WRITTEN PROBLEM
Copy each of the records below exactly as they stand, line for line, leaving out the pictures.

ENTRIES PROVIDED

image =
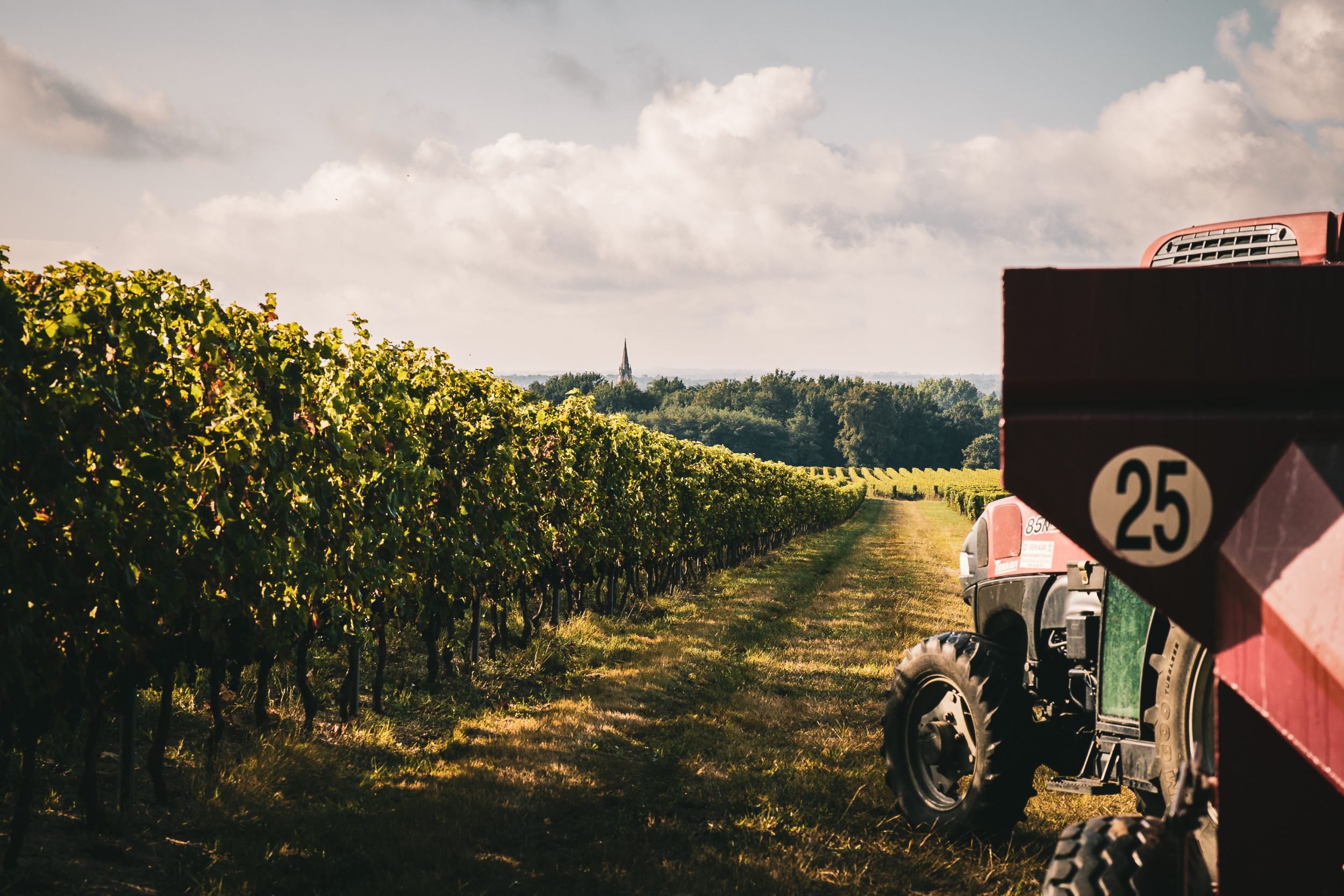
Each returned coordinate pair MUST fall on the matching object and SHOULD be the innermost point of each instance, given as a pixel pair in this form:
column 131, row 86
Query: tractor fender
column 1007, row 610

EXERCISE SOLUTION
image =
Each returned coordinate pair MUST fall on the matching object and SHOULD be the innermost point of each instance, given as a pixel pair in this form:
column 131, row 86
Query: tractor fender
column 1007, row 610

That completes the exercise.